TASK OBJECTIVE:
List every line in the material below that contains the string "dark", copying each line in full. Matches must have the same letter case.

Records:
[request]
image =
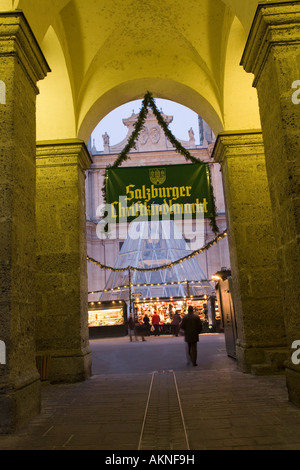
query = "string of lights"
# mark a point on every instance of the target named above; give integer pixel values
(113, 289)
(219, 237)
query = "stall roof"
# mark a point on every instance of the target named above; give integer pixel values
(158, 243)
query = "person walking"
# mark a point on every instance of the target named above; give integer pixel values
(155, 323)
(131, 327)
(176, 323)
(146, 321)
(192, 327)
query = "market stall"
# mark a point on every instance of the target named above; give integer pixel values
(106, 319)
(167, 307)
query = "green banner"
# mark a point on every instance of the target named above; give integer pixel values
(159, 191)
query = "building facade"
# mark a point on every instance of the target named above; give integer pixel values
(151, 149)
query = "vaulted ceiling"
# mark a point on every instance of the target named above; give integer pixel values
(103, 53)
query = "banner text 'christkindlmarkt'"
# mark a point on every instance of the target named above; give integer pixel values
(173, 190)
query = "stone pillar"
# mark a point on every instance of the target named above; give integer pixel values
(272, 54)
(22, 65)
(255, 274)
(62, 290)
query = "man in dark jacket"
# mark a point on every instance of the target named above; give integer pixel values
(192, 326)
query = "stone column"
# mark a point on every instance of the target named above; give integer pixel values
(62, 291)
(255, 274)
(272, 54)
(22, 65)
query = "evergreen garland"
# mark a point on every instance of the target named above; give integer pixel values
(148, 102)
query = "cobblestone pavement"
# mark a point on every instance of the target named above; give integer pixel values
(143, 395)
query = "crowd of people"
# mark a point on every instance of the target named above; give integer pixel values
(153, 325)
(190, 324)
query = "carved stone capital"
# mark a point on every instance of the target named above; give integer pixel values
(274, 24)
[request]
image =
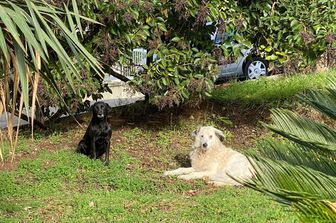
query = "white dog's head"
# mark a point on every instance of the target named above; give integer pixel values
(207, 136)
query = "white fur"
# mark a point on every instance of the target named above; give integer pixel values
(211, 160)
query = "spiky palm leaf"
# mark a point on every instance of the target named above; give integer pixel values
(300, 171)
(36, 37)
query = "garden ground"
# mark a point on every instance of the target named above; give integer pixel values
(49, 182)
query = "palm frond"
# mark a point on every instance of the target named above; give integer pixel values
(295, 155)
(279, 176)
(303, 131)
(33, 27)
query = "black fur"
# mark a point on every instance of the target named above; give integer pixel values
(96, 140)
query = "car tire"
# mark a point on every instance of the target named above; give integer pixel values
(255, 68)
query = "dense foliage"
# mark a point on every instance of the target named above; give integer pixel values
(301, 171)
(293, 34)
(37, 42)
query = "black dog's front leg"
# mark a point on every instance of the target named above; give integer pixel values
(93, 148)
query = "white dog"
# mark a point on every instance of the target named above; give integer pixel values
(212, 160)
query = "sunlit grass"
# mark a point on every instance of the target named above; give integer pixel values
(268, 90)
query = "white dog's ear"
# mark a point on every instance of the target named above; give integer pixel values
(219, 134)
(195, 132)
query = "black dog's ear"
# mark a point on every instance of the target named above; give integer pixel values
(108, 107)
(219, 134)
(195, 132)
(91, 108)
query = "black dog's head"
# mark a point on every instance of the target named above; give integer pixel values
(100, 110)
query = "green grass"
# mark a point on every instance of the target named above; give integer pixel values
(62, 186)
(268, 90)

==

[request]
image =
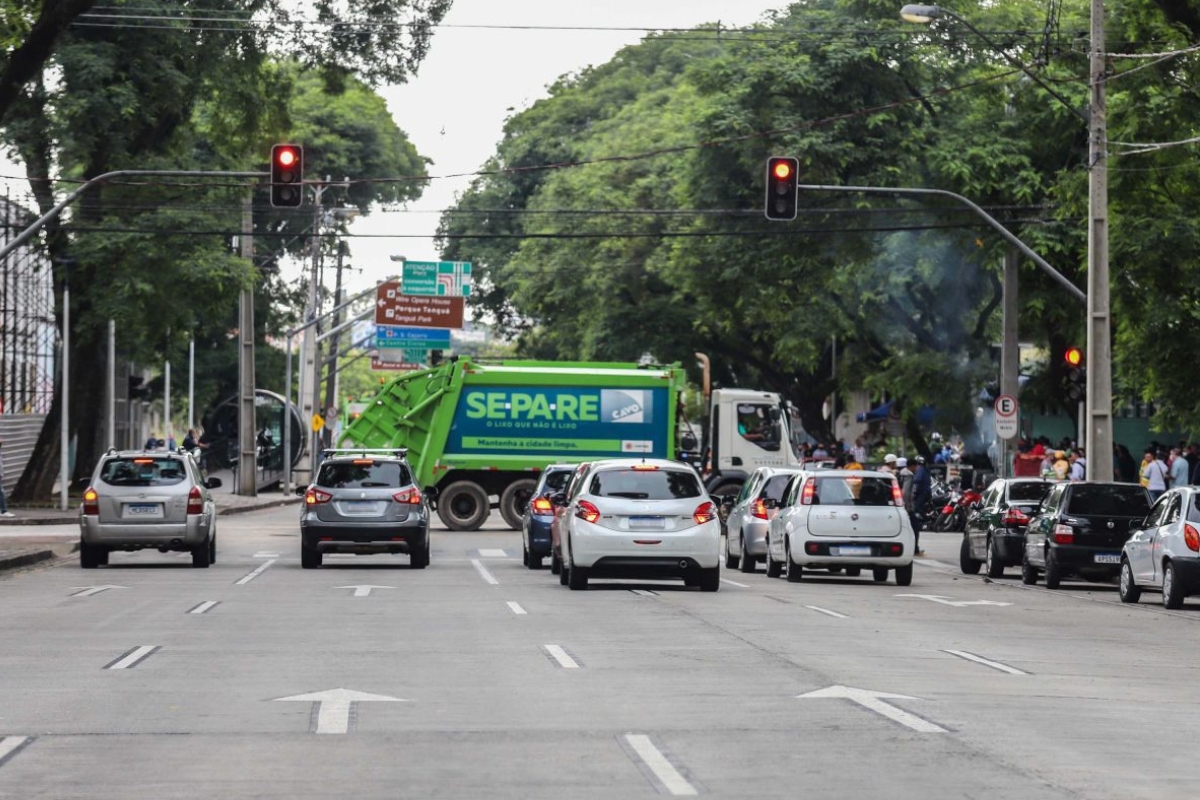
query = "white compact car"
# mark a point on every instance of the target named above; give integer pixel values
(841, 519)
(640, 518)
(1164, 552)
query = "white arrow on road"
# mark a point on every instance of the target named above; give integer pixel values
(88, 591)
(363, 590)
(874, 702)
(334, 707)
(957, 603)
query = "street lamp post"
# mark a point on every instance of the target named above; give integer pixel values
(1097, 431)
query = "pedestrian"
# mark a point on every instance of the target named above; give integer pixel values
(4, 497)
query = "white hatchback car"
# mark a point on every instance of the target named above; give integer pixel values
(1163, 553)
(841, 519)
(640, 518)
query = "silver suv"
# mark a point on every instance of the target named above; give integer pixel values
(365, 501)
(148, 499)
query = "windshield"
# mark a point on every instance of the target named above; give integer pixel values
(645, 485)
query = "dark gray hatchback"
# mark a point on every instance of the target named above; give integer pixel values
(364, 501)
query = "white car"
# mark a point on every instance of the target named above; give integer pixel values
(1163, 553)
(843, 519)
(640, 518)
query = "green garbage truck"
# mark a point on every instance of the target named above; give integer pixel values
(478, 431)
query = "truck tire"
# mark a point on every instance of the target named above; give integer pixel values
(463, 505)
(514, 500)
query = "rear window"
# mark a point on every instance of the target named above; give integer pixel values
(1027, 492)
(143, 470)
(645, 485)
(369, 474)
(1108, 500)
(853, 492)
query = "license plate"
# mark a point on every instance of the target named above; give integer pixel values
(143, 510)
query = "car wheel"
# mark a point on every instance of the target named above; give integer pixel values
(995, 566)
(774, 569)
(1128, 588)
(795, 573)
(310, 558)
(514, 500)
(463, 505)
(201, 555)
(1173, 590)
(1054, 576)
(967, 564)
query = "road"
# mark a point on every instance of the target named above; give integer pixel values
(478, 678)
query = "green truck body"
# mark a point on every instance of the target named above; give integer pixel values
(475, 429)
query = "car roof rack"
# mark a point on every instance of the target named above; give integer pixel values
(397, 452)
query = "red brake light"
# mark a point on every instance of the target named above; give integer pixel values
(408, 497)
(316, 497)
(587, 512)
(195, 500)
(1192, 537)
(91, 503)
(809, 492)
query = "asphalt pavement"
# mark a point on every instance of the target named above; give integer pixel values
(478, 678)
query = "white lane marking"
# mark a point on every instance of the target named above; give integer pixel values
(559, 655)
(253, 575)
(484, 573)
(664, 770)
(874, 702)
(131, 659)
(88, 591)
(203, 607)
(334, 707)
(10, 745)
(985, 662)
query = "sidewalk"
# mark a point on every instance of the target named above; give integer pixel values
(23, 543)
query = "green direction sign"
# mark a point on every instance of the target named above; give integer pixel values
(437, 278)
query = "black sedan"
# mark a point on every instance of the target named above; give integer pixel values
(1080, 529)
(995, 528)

OUTPUT OF THE EXERCISE:
query = "man in dark jacket"
query = "dark gray hatchback"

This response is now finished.